++++ Excerpt

# Plz do us a favor, Jheryn



## Russano_Greenstripe (Jul 31, 2005)

Jheryn, would you do all of us FA'ers a favor (hehe, FA'ers, favor) and send out an automatic E-mail when FA's back up? I have very limited Internet access, and I don't have the time or ability to come here every 45 secs and check up on posts.

Just an idea-R.G.


----------



## BigTheCat2004 (Aug 5, 2005)

I reckon that the website will be back up in about two weeks or so.


----------



## uncia2000 (Aug 5, 2005)

An email when FA's back up sounds like a good idea.
Is the functionality in the current code to be able to do that "automatically"?



			
				BigTheCat2004 said:
			
		

> I reckon that the website will be back up in about two weeks or so.


*g*. That sounds like a challenge! 

What d'you think, Jheryn?

$400-odd to go, express component delivery, build and co-location...  is this achievable within that approx. timeframe?
(Obviously the FA2 software is a separate build, albeit in parallel).

thx


----------



## Suule (Aug 5, 2005)

++++++++

> Stated task A
Translate this sentence from the forum thread into Spanish: "I reckon that the website will be back up in about two weeks or so."
> Stated task B
Reproduce the forum thread word for word, starting with "What d'you think, Jheryn?" and going on through "Suule (Aug 5, 2005)".
> Stated task C
Write the next part of the forum thread, picking up right after its final line.

++++ Dataset entries

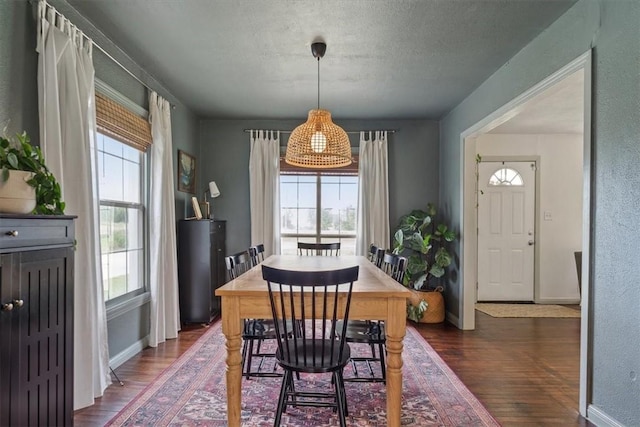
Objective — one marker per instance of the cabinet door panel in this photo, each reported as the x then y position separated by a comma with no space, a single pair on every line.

++++++++
++++ Dataset entries

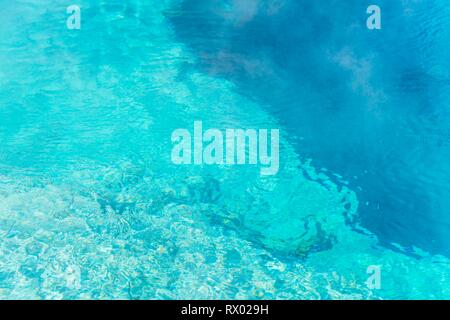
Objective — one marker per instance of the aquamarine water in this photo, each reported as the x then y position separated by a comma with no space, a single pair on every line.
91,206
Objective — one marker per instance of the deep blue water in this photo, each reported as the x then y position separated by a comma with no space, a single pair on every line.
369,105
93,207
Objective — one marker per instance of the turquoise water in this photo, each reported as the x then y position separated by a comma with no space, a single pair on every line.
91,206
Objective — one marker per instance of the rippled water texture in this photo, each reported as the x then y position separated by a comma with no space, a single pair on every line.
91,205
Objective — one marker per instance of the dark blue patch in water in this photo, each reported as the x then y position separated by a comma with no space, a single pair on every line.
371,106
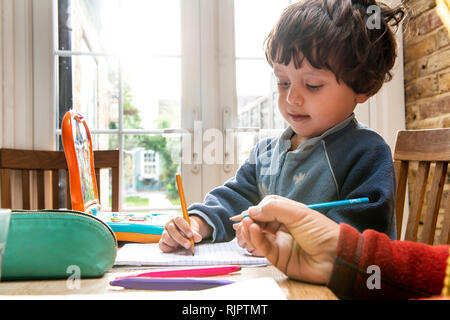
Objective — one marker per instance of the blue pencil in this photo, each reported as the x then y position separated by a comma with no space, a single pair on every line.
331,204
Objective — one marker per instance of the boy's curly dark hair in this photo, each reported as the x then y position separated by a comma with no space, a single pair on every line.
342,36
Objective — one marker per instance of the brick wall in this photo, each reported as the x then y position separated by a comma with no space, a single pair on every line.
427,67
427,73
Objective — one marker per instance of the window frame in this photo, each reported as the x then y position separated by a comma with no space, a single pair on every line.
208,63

++++++++

> Final result A
Calculo que el sitio web volverá a estar en línea en unas dos semanas, más o menos.

> Final result B
What d'you think, Jheryn?

$400-odd to go, express component delivery, build and co-location...  is this achievable within that approx. timeframe?
(Obviously the FA2 software is a separate build, albeit in parallel).

thx


----------



## Suule (Aug 5, 2005)

> Final result C
> $400-odd to go, express component delivery, build and co-location... is this achievable within that approx. timeframe?
> (Obviously the FA2 software is a separate build, albeit in parallel).



DIVINE INTERVENTION TIME!


----------



## Alkora (Aug 5, 2005)

I could try that ^_^
Not sure how much of a load sending 12,000 emails will take on the server, but i will most definately try it ^_^

as per the time to get things back online, what i plan on doing is this:
Open a bank account just for FA things...
buy the server and build it when i get the parts
install an OS and put FA onto it

then i will get it co-located ^_^


----------



## Suule (Aug 5, 2005)

Hmmm... I don't see "Take over the world" on your list... there is still time to correct that.

Now opening a bank account for FA is a very wise idea... no more money confusal, no more fraud accusations, you can print out the balance and show it!


----------



## WHPellic (Aug 5, 2005)

Jheryn said:
			
		

> I could try that ^_^
> Not sure how much of a load sending 12,000 emails will take on the server, but i will most definately try it ^_^
> 
> as per the time to get things back online, what i plan on doing is this:
> ...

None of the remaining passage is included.